** Start Entries supplied **

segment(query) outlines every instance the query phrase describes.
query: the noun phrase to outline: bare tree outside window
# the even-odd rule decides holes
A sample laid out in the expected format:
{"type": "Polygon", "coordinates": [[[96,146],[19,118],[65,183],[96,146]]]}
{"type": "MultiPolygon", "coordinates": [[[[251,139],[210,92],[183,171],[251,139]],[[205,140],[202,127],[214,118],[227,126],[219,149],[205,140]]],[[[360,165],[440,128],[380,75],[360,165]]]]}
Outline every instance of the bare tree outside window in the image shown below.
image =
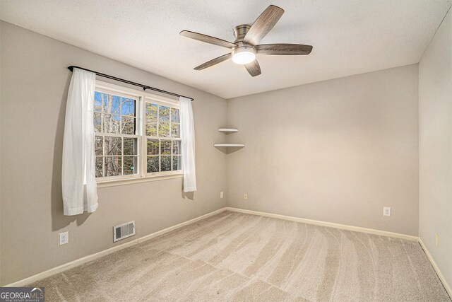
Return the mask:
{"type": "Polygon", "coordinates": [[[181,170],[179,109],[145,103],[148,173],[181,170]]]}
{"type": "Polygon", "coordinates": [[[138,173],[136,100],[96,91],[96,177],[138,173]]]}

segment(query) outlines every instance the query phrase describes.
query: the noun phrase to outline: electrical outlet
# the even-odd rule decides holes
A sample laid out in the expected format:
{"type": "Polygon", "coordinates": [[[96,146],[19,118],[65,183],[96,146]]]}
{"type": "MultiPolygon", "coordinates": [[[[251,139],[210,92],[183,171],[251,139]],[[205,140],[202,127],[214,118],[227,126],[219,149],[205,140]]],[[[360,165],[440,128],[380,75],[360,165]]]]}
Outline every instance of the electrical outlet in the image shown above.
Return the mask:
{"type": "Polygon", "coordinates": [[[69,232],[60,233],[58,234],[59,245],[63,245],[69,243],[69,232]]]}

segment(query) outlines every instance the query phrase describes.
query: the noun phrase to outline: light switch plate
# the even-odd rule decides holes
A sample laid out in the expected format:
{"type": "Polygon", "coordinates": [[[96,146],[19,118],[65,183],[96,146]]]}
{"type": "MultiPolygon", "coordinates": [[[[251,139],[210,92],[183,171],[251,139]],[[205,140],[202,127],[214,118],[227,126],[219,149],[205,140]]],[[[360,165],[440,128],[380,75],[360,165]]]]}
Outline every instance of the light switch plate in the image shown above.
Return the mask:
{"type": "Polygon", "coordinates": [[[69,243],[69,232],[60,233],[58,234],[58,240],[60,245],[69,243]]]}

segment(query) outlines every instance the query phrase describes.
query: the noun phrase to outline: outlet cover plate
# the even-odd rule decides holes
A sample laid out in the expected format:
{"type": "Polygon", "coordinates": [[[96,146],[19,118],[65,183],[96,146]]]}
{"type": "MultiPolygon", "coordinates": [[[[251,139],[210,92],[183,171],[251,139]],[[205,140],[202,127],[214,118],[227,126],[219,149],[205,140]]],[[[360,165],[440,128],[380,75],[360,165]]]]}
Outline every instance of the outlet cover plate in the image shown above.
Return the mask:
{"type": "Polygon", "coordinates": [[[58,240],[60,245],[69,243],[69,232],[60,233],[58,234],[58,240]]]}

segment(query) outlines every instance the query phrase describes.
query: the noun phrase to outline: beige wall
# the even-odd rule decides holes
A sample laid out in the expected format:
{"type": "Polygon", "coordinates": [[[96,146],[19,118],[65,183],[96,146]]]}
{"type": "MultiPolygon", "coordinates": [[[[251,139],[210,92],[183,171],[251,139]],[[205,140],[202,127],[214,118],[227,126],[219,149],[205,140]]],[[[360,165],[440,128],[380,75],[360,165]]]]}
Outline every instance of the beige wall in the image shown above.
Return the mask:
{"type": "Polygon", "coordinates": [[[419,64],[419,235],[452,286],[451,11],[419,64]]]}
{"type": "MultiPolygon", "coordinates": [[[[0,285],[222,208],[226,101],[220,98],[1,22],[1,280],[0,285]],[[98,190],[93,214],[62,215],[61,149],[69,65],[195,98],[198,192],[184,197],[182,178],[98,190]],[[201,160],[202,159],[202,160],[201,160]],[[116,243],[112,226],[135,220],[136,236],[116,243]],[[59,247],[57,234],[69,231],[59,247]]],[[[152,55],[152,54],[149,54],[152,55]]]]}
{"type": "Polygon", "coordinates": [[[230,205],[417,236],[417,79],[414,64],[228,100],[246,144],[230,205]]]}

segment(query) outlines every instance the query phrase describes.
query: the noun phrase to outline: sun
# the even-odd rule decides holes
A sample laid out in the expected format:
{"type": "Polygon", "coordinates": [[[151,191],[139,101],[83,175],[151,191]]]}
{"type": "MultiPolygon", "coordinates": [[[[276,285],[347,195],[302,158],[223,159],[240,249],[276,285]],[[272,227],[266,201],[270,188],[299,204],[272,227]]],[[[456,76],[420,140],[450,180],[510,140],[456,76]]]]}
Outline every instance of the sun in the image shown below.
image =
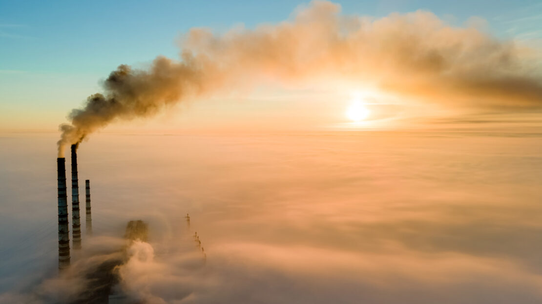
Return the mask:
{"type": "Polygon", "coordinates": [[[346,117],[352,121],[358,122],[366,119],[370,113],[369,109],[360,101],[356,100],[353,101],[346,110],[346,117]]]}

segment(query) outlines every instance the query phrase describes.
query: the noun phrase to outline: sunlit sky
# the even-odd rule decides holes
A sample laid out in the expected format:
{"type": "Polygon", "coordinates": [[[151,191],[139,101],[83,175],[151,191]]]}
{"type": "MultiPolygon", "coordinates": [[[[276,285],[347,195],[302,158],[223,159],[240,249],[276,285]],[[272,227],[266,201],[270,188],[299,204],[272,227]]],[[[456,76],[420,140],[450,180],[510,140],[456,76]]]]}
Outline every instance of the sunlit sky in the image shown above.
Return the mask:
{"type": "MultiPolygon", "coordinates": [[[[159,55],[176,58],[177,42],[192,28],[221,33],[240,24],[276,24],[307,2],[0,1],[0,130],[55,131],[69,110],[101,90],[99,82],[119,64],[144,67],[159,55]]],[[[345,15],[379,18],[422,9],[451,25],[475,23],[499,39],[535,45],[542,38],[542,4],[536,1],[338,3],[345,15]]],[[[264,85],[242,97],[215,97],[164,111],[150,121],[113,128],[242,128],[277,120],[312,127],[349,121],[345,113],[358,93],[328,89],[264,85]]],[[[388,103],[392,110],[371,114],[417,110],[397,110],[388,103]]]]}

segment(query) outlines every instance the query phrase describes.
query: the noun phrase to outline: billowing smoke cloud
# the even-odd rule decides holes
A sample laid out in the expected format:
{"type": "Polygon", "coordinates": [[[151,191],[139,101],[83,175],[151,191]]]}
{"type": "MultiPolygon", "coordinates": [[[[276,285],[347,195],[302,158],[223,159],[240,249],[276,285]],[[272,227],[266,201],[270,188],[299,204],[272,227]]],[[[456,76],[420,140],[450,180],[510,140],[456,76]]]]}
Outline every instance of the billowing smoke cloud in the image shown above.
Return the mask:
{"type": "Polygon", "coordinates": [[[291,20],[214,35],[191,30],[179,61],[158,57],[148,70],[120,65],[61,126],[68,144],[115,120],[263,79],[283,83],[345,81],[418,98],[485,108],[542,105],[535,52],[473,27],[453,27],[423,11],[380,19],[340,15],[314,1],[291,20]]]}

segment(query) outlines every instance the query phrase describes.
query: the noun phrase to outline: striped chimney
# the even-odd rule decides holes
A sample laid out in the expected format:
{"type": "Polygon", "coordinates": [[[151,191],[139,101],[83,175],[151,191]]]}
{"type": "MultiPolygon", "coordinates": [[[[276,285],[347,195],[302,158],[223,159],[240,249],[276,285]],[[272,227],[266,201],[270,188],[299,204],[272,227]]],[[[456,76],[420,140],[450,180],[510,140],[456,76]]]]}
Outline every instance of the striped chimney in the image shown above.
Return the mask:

** End Entries supplied **

§ Aim
Extract every line from the entries above that contains the word "window".

§ Answer below
query: the noun phrase to outline: bare tree outside window
Outline every instance of the bare tree outside window in the image shown below.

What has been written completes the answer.